◆ TASK DIRECTIONS ◆
Please rewrite the lines starting at the one containing "Highlight every chair" and ending with the final line, requests included, shifting every bounding box coordinate up by 144.

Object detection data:
START

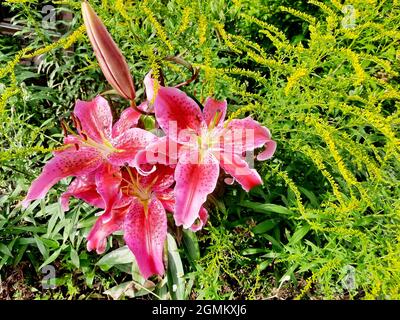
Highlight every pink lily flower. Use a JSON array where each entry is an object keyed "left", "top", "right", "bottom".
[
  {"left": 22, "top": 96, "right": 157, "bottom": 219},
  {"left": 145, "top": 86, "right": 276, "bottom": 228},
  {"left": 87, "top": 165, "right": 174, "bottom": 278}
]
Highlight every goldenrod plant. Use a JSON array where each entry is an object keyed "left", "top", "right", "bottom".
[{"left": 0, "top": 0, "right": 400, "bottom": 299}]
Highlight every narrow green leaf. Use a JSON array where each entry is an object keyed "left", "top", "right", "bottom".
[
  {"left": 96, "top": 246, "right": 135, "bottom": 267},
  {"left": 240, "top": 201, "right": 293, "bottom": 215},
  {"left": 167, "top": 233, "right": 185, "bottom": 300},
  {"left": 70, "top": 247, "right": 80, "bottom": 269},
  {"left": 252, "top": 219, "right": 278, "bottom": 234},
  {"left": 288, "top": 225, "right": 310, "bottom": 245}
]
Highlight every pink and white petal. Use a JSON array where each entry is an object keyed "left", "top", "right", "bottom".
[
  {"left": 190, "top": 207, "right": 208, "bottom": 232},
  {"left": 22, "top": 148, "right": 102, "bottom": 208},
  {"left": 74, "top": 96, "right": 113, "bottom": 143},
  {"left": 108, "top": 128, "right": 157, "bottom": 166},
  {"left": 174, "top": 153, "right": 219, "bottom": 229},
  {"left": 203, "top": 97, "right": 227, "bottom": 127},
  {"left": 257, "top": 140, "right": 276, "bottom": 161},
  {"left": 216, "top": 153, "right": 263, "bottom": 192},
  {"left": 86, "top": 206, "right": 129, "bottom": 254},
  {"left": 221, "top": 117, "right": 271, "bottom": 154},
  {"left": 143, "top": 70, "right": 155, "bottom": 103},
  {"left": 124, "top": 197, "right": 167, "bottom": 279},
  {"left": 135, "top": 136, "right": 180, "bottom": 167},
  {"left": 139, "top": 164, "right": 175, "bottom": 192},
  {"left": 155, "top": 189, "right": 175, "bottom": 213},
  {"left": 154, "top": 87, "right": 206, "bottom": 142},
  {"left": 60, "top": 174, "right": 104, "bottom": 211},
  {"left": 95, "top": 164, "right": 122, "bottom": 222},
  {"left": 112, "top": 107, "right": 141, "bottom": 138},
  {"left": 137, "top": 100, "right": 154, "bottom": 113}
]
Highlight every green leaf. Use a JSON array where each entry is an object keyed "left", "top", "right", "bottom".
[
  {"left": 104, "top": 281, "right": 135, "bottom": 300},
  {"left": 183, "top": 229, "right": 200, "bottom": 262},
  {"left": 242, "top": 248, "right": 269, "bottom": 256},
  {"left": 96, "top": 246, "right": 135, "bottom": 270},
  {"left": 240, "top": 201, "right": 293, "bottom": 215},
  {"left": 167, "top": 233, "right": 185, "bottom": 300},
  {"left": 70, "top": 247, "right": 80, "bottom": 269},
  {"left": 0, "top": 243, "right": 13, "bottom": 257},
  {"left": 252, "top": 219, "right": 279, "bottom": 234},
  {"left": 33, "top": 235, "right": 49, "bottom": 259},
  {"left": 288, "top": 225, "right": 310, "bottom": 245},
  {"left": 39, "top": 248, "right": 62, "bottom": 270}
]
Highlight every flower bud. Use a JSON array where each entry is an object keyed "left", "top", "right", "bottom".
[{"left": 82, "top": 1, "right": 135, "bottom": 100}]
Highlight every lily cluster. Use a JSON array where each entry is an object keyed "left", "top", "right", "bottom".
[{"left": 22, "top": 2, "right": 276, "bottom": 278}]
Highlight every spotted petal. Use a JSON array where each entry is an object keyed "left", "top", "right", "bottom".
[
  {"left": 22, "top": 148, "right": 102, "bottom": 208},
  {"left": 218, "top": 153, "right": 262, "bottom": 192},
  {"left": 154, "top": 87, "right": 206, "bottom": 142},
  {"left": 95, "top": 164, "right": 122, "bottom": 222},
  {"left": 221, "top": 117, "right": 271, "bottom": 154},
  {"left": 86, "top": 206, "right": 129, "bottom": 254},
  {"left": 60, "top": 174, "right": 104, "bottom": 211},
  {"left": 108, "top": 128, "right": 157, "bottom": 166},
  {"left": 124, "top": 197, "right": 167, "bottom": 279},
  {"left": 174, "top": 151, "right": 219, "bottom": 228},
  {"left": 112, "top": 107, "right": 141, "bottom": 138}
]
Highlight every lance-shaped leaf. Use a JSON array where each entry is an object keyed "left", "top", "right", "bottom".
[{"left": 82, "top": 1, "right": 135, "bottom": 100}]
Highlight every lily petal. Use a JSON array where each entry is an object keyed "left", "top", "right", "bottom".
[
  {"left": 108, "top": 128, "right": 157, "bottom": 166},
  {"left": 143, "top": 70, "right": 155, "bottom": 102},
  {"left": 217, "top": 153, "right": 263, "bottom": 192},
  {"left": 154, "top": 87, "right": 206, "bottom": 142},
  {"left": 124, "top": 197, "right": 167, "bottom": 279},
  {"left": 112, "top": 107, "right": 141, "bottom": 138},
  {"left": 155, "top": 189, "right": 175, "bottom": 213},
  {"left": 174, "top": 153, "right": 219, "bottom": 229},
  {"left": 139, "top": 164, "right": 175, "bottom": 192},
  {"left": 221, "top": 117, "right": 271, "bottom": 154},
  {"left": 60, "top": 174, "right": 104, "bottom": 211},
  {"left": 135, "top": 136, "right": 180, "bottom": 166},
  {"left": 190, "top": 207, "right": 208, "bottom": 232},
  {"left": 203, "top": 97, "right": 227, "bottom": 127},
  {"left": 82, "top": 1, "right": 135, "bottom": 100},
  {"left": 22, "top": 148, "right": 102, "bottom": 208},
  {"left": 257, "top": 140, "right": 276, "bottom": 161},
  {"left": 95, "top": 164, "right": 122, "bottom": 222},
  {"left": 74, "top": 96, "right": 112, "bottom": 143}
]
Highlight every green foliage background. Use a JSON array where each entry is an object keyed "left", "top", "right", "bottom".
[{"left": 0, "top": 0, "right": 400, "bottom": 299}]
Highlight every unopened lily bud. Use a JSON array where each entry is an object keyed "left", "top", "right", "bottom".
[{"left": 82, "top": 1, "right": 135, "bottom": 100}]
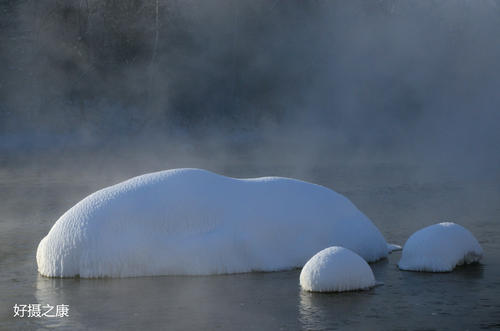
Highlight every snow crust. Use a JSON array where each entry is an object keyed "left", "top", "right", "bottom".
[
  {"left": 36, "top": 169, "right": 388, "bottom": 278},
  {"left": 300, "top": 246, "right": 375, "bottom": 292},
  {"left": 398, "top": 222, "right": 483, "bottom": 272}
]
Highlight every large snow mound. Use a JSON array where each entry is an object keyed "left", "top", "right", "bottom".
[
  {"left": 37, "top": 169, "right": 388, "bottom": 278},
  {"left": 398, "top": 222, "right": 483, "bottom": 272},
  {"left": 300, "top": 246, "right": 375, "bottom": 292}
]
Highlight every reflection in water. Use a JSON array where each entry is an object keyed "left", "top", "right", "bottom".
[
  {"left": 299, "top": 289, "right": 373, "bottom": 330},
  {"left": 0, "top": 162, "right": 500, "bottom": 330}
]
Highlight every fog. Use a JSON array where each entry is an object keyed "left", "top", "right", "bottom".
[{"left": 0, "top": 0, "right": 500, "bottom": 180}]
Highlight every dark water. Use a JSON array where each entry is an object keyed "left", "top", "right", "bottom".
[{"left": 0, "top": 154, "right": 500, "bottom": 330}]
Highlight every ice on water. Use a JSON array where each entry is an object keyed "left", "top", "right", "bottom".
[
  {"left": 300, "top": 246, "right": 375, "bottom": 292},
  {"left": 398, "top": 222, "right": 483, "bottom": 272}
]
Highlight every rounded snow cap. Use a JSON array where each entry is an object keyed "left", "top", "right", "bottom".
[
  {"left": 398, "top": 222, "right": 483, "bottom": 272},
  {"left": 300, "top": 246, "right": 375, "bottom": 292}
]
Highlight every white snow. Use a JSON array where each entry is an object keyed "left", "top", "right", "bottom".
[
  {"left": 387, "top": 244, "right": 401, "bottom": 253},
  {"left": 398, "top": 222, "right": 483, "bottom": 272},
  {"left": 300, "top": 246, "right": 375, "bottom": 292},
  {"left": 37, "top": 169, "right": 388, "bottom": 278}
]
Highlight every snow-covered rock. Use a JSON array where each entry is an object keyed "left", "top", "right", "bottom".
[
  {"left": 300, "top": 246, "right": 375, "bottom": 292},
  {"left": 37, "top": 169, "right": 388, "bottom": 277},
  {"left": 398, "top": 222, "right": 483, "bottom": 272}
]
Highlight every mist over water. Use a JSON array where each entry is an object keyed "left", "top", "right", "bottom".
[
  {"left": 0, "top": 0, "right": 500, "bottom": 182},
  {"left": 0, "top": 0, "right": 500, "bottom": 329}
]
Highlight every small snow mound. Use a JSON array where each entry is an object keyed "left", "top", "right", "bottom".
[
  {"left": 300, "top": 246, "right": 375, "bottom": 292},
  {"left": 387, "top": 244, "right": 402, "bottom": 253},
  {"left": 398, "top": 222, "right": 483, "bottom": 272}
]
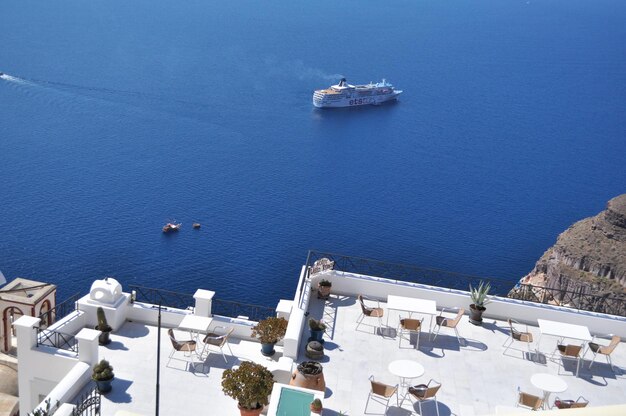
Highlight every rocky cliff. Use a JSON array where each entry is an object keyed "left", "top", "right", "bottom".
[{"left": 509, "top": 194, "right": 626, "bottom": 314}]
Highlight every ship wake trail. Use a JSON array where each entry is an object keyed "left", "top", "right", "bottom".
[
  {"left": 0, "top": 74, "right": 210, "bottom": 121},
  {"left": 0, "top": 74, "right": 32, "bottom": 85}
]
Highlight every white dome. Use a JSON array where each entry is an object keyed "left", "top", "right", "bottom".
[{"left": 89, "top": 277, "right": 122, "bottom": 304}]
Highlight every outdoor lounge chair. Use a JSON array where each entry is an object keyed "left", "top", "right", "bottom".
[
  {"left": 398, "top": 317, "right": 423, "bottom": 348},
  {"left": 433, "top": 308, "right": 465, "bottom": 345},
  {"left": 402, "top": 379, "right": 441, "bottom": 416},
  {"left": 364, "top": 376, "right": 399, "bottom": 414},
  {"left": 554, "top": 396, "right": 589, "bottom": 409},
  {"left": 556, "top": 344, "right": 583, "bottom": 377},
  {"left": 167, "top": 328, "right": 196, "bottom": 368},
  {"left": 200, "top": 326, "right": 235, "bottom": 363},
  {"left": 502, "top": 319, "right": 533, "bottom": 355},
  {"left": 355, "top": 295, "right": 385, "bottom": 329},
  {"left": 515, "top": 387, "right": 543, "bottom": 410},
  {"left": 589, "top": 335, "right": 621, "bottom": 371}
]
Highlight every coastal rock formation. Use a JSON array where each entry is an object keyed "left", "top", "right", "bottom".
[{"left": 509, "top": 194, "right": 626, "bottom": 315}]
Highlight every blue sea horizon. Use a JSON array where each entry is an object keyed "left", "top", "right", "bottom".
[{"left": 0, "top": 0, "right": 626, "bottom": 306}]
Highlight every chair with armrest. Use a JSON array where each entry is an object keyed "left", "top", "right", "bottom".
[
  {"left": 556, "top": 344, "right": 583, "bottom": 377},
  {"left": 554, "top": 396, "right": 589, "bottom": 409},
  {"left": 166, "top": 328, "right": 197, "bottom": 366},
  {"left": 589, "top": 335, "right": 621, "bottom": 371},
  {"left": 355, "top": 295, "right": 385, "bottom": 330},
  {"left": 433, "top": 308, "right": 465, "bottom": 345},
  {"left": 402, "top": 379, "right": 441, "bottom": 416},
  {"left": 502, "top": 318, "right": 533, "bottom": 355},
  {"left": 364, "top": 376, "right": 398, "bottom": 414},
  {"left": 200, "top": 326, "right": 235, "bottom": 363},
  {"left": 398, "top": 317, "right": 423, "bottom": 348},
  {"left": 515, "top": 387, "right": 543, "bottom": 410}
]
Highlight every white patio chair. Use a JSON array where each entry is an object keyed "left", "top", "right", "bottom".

END

◆ COMPLETE RESPONSE ◆
Highlight every chair with armrest. Use a JSON array where each entry is an object keyed "left", "top", "right", "bottom".
[
  {"left": 700, "top": 488, "right": 727, "bottom": 521},
  {"left": 698, "top": 540, "right": 733, "bottom": 553},
  {"left": 310, "top": 472, "right": 341, "bottom": 510},
  {"left": 733, "top": 479, "right": 765, "bottom": 515},
  {"left": 499, "top": 439, "right": 529, "bottom": 474},
  {"left": 577, "top": 452, "right": 609, "bottom": 489},
  {"left": 546, "top": 523, "right": 585, "bottom": 560},
  {"left": 646, "top": 462, "right": 677, "bottom": 499},
  {"left": 508, "top": 520, "right": 542, "bottom": 558},
  {"left": 344, "top": 470, "right": 379, "bottom": 507},
  {"left": 542, "top": 461, "right": 567, "bottom": 492},
  {"left": 659, "top": 531, "right": 687, "bottom": 554}
]
Highlight every white patio chair. Use a JSON array where each entry is an object keyed "left", "top", "right", "bottom".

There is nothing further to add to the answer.